Supplied passage START

Potential of nanotechnology for clean energy draws attention of US presidential candidates

A role for nanotech applications can be seen in the responses to the US energy crisis made by both candidates for the US Presidency. In remarks prepared for delivery in Lansing, Michigan Senator Barack Obama called for new energy for America. Among the many steps he advocated:

The second step I’ll take is to require that 10% of our energy comes from renewable sources by the end of my first term — more than double what we have now. To meet these goals, we will invest more in the clean technology research and development that’s occurring in labs and research facilities all across the country and right here at MSU, where you’re working with farm owners to develop this state’s wind potential and developing nanotechnology that will make solar cells cheaper.

A recent MSU news release highlighted the energy applications of a new nanomaterial developed in the laboratory of MSU researcher Lawrence Drzal—xGnP Exfoliated Graphite NanoPlatelets.

Supplied passage END

Problems and tasks:
- A) Translate this sentence from the article on nanotechnology and clean energy into Spanish: "A role for nanotech applications can be seen in the responses to the US energy crisis made by both candidates for the US Presidency."
- B) Extend the article on nanotechnology and clean energy, picking up right after its last sentence.

Supplied entries START

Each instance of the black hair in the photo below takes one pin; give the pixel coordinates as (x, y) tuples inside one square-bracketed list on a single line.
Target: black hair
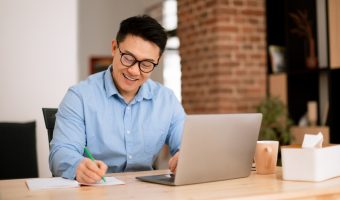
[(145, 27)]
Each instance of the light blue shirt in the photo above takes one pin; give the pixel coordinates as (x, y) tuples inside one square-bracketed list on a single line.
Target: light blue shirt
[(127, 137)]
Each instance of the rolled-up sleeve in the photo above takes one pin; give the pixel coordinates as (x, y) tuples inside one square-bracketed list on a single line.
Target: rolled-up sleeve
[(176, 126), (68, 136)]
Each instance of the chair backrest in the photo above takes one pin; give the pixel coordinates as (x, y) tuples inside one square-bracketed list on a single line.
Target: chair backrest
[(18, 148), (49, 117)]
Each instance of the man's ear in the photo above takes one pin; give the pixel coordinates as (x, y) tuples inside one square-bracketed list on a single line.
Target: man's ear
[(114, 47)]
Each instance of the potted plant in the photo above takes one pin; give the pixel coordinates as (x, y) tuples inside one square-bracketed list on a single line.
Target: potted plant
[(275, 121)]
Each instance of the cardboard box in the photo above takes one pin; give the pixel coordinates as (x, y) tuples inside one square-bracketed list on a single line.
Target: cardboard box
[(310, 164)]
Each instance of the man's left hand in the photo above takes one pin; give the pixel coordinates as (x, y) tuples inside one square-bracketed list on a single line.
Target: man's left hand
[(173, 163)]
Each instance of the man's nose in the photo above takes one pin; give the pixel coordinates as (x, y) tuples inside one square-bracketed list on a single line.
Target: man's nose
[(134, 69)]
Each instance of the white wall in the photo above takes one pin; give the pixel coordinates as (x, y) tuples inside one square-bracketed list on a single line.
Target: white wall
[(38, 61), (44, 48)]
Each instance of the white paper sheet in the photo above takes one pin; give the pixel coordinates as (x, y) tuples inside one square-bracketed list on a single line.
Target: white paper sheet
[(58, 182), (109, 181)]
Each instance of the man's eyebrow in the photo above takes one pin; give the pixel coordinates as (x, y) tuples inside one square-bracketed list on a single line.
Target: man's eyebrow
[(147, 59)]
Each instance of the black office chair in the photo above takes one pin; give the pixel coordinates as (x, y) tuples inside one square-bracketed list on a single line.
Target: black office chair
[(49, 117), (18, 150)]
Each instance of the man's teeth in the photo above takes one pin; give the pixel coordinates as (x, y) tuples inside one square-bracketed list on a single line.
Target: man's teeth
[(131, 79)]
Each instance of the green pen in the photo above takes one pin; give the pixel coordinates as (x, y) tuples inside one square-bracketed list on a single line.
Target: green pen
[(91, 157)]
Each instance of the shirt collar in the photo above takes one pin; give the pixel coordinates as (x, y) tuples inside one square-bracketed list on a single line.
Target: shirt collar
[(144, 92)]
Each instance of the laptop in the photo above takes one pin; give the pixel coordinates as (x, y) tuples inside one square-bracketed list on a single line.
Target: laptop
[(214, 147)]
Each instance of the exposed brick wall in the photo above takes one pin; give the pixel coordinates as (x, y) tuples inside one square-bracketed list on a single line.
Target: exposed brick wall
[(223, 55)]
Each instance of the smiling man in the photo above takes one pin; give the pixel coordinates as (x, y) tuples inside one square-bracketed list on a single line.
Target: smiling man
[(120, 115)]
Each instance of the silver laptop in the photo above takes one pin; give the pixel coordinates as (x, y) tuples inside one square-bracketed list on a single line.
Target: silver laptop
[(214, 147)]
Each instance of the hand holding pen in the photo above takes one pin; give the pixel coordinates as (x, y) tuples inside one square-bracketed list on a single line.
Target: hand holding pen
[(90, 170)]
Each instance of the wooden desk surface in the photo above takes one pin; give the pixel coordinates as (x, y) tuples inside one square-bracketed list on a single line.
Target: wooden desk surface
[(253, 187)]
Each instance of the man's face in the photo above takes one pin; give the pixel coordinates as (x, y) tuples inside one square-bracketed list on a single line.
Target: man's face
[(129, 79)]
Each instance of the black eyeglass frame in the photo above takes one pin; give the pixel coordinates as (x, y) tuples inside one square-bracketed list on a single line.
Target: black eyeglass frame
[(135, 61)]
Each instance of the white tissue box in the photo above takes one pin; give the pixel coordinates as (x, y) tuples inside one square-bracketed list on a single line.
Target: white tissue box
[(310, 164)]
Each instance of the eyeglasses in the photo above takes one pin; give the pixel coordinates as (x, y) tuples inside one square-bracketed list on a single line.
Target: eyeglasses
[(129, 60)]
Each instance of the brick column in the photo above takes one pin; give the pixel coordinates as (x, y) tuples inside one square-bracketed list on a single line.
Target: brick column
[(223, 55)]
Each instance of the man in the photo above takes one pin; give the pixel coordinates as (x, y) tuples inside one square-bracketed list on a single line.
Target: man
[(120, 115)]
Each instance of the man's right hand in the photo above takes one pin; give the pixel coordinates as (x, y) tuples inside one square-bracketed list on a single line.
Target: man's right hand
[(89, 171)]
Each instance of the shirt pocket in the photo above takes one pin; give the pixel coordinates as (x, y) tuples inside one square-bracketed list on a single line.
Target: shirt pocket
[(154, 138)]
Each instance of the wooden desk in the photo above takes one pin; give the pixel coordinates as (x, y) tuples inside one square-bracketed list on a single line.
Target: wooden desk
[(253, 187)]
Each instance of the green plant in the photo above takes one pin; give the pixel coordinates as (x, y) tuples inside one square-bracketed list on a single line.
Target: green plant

Supplied entries END

Exercise results:
- A) Se puede ver un papel para las aplicaciones de la nanotecnología en las respuestas a la crisis energética de Estados Unidos dadas por ambos candidatos a la Presidencia de Estados Unidos.

- B)
“XGnP can either be used as an additive to plastics or by itself it can make a transformational change in the performance of many advanced electronic and energy devices,” Drzal said. “It can do so because it’s a nanoparticle with a unique shape made from environmentally benign carbon, and it can be made at a very reasonable cost.”

As a step toward solving American energy problems, Senator John McCain has suggested a national prize of $300 million for anyone who can develop a better, more efficient car battery. Although Senator McCain did not mention nanotechnology in his proposal, nanotech solutions for better batteries were mentioned in several comments posted in response to the article.